(Dataset excerpt)

┌──

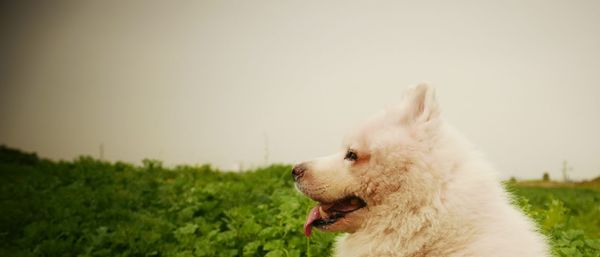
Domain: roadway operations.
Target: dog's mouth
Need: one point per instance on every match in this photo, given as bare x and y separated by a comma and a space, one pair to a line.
326, 214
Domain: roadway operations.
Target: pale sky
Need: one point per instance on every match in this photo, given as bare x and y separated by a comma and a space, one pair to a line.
193, 82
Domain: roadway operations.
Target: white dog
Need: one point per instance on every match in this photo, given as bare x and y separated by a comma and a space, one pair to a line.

└──

Aim:
Edit the material above so that "roadway operations" becomes "road maintenance" everywhere it occurs, and change nothing else. Leave the pictures out of your answer.

Exercise output:
Domain: road maintenance.
Target: dog's mouth
Need: one point per instance on every match in this photo, given as bare x and y separated by a comma and a space, one pair to a line.
326, 214
Domain: road maintenance.
Target: pale sky
Need: one point per instance on every match in this photo, given as bare x and y separated by a comma and a space, one pair to a line.
193, 82
Domain: road maintenance.
Target: white dog
Need: one point per instance on every match in this photo, given as bare x and y separated by a comma and a space, one pair to a line.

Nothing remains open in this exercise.